Ce n'est pas la politique mais les conceptions du monde différentes qui ont divisé la société russe. Et je ne parle pas des arrivistes mais de ceux qui défendent le rideau de fer qui vient d’être dressé contre les orphelins en Russie.
Le conflit entre les partisans et les opposants à la loi sur l'interdiction de l'adoption internationale d'enfants russes a transposé les bavardages sur la politique familiale dans la réalité. Pour la première fois la question est vraiment posée : qu'est-ce qui est plus important – la famille ou l'Etat, les intérêts d'un individu ou l'idéologie ?
J'omettrai volontairement les clichés soviétiques sensibles: la peur des étrangers, la peur de l'inconnu, la conscience stéréotypée. Parlons des arguments qu'il est au moins possible de formuler.
Les thèmes principaux soulevés par les opposants à l'adoption internationale sont le trafic d'enfants, la corruption et d'autres infractions. Le bon sens permet de tirer cela au clair.
Le trafic d'enfants est une chose répugnante. Arrêtons cela. Mais alors pourquoi les enfants sont-ils adoptés pour de l'argent ? Si la composante financière disparaissait, il y aurait immédiatement moins d'abus. S'ils ont lieu - car on entend constamment des cris d'indignation sans avoir jamais observé comment une enquête avait été menée dans le cas, par exemple, d'un faux diagnostic visant à faire passer un enfant pour handicapé.
Actuellement en Russie, il n'existe pratiquement aucune branche ou forme d'activité qui ne soit pas affectée par la corruption. Mais personne ne propose pour autant d'annuler, par exemple, le service médical.
Evidemment, faire de l'ordre et établir un contrôle digne de ce nom dans le processus d'adoption et surveiller le sort de l'enfant qui a été adopté dans un autre pays n'est pas simple. Cela demande du travail, de l'attention et des dépenses. Il serait bien plus pratique de tout annuler. Mais qu'aurait-on ? La forêt est déboisée depuis longtemps, il ne sert à rien de garder les copeaux ! L'une des particularités de la vision soviétique est son incapacité à distinguer une vie derrière le brouillard de la démagogie et de l'inaction.

> **Questions à traiter**:
**A)** D'après le texte étudié, pourquoi serait-il « bien plus pratique de tout annuler » ?
**B)** Quels thèmes principaux les opposants à l'adoption internationale soulèvent-ils, selon le texte étudié ?
**C)** Recopiez le passage du texte étudié qui va de « Le conflit entre » jusqu'à « cela au clair. ».
Les enregistrements ne sont d'aucune utilité ici.

> **Données enregistrées**:
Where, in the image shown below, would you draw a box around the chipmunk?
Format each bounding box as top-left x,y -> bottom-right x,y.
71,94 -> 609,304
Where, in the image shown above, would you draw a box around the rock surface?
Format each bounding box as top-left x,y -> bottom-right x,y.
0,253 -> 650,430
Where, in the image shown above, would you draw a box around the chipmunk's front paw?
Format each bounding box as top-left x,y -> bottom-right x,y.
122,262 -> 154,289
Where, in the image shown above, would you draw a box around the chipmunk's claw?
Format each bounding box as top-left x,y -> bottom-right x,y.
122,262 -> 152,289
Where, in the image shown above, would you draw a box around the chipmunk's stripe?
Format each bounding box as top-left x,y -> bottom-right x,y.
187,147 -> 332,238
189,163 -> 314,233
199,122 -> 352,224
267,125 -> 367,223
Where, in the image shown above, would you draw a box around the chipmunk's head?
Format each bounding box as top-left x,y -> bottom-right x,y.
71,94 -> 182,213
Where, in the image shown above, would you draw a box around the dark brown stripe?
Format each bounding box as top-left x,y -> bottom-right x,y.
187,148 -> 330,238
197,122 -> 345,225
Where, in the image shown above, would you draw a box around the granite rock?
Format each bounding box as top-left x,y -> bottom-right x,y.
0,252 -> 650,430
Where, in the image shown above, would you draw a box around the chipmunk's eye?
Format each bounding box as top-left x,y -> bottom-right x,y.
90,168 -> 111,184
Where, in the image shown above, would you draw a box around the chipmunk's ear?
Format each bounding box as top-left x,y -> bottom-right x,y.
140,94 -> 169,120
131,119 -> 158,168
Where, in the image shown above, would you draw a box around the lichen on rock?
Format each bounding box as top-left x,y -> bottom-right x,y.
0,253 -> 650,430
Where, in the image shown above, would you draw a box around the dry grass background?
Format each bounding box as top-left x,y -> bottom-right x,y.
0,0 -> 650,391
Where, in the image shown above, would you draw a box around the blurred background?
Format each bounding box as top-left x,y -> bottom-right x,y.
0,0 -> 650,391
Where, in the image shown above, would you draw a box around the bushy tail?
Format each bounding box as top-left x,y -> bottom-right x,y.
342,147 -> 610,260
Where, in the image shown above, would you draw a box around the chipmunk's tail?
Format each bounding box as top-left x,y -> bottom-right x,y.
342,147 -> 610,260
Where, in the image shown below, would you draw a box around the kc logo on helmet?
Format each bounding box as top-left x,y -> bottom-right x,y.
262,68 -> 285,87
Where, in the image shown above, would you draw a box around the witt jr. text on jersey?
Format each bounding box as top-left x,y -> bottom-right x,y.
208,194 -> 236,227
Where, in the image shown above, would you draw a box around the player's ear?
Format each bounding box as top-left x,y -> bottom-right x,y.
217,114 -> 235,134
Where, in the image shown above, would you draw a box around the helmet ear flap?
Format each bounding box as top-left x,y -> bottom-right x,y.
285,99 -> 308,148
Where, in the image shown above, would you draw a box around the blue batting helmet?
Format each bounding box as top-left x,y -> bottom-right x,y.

> **Réponses par question**:
**A)** Parce que mettre de l'ordre dans le processus d'adoption, établir un véritable contrôle et surveiller le sort de l'enfant adopté dans un autre pays n'est pas simple. Cela demande du travail, de l'attention et des dépenses.

**B)** Le trafic d'enfants, la corruption et d'autres infractions.

**C)**
Le conflit entre les partisans et les opposants à la loi sur l'interdiction de l'adoption internationale d'enfants russes a transposé les bavardages sur la politique familiale dans la réalité. Pour la première fois la question est vraiment posée : qu'est-ce qui est plus important – la famille ou l'Etat, les intérêts d'un individu ou l'idéologie ?
J'omettrai volontairement les clichés soviétiques sensibles: la peur des étrangers, la peur de l'inconnu, la conscience stéréotypée. Parlons des arguments qu'il est au moins possible de formuler.
Les thèmes principaux soulevés par les opposants à l'adoption internationale sont le trafic d'enfants, la corruption et d'autres infractions. Le bon sens permet de tirer cela au clair.